### Aim
Update the entries starting at the line containing "Each instance of the street light" and ending with the last of the entries, changing "street light pole" to "lamppost" and keeping everything else the same.

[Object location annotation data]
>>>>

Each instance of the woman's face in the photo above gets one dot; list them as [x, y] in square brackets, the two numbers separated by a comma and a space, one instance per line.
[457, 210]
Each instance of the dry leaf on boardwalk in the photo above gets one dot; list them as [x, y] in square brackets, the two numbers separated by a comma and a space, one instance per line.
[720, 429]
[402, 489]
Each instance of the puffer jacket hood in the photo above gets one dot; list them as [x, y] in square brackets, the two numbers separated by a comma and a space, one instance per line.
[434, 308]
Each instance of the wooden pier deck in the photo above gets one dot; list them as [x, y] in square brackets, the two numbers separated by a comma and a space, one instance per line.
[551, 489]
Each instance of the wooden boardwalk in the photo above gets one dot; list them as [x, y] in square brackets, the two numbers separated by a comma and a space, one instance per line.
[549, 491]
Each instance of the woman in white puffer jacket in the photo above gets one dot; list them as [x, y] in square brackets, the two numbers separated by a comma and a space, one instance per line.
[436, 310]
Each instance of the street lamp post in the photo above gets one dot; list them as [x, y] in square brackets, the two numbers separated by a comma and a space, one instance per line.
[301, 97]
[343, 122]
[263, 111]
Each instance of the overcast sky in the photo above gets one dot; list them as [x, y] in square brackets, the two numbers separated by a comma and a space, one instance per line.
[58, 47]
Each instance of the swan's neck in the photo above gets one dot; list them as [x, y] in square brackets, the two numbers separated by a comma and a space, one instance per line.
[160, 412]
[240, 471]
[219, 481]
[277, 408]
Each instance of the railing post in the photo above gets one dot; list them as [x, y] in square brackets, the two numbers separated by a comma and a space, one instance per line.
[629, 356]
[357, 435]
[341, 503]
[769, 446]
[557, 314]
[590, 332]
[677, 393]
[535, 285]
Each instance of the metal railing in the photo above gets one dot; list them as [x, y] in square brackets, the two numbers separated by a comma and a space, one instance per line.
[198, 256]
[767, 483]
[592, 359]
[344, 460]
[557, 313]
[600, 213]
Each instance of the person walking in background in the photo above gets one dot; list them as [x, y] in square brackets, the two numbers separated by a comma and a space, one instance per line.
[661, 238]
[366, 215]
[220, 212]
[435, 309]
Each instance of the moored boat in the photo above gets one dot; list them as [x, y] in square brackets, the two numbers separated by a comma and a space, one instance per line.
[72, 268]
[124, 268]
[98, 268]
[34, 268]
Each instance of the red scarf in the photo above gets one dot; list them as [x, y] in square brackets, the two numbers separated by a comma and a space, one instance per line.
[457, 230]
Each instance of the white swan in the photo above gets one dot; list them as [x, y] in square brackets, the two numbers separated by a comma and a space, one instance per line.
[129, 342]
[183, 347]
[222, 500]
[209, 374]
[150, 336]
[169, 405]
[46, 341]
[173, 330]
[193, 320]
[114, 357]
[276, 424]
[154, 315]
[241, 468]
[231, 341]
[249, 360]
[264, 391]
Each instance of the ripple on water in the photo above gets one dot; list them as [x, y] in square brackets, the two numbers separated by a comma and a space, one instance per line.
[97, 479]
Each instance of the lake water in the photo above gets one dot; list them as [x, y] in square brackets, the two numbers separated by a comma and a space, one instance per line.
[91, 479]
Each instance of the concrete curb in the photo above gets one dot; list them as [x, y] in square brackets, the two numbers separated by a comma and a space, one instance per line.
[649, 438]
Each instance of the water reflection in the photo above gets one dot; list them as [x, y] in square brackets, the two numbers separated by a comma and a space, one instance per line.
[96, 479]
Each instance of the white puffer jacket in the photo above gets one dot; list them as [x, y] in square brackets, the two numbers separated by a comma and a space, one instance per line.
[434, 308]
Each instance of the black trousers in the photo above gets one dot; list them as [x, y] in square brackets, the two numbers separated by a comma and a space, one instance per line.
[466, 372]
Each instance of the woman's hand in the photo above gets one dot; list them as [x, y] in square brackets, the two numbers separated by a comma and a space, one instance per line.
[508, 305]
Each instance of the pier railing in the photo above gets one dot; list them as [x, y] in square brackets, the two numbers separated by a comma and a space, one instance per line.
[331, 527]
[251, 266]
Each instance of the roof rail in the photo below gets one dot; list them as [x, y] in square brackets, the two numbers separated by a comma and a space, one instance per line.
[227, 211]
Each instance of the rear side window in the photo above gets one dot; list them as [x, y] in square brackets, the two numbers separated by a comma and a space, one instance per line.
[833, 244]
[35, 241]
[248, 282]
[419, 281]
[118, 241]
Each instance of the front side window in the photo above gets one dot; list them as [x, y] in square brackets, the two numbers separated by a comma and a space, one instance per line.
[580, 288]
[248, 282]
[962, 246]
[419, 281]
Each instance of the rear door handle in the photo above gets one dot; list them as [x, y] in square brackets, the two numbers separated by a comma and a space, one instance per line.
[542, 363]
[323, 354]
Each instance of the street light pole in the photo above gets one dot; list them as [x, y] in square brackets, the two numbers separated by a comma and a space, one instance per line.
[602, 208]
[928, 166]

<<<<

### Exercise solution
Each instance of the lamppost in the photo above gets one dot; list them as [x, y] in square brackets, the two numbers separated by a comma and a space, one instance per line.
[602, 208]
[928, 166]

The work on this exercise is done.